TASK TO COMPLETE ▸ Pictures do not belong in the copy; quote every entry below exactly.

_____

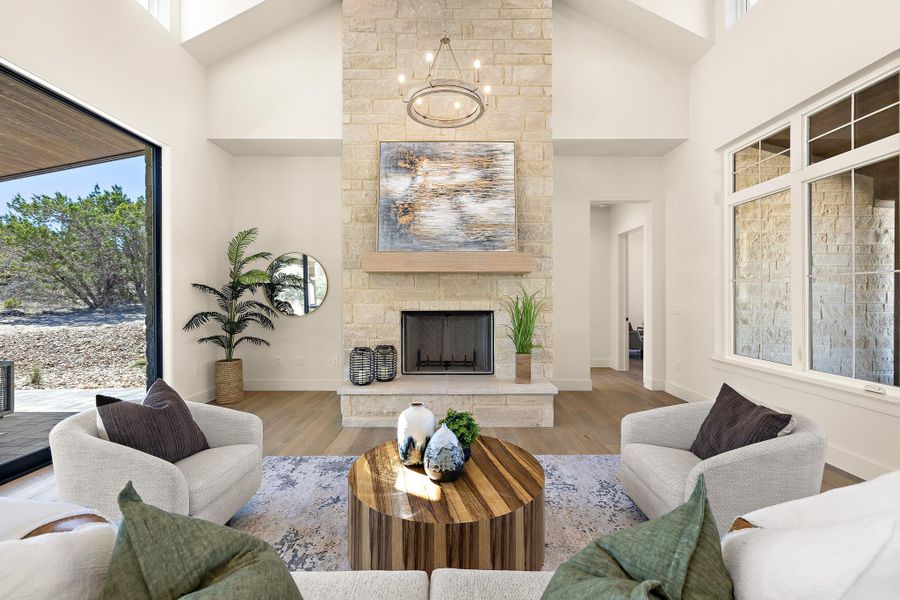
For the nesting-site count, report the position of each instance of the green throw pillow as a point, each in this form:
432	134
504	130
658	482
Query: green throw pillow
674	557
160	555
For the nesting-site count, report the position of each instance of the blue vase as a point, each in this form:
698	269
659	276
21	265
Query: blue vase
444	458
414	428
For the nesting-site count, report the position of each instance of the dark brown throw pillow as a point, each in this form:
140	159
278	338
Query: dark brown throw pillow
162	425
735	422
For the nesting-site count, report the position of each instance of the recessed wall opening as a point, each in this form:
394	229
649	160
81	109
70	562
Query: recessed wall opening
447	342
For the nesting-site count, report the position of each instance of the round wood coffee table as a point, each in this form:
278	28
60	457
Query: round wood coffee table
492	517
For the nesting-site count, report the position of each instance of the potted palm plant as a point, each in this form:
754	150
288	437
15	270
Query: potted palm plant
235	314
524	311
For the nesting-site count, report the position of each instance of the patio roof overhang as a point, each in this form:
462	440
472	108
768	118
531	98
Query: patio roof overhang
41	134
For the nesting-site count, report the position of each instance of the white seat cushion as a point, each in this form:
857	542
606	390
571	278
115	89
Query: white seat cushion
362	585
664	470
211	473
69	565
878	496
455	584
852	560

_____

COMPLETED TASK ▸
For the nesting-site count, report the position of each instance of the green throw pillow as a point, each in this form:
432	134
504	130
658	482
Query: green throw pillow
674	557
160	555
For the nesting-site count, report the position of each instance of the blue vase as a point, each in this form:
698	269
659	276
21	265
Query: blue vase
444	458
414	428
For the nesting-site count, report the position of each instance of the dark brown throw pillow as a point, each in this form:
140	159
278	338
Query: dark brown throw pillow
162	425
735	422
For the nesting-site count, report the position of each instance of the recessed wall opening as a point, each in this form:
394	229
649	160
81	109
70	562
Query: recessed wall opening
447	342
For the nesting-site count, report the position of each instance of the round wood coffee table as a point, each in this form:
278	28
60	457
Query: round wood coffee table
492	517
For the nesting-site count, report the position of each instance of the potted palm plant as a point, each in this form:
754	150
288	437
15	270
Query: potted palm plant
235	314
524	311
For the nesting-site count, report the position of each instance of the patio roof overhang as a point, each in this form:
462	440
472	108
768	118
531	98
Query: patio roof overhang
41	134
For the nesting-site count, report the position of each instance of the white seat cushion as a point, each in this form:
857	542
606	390
571	278
115	89
Query: white seat cushion
362	585
664	470
211	473
69	565
878	496
455	584
852	560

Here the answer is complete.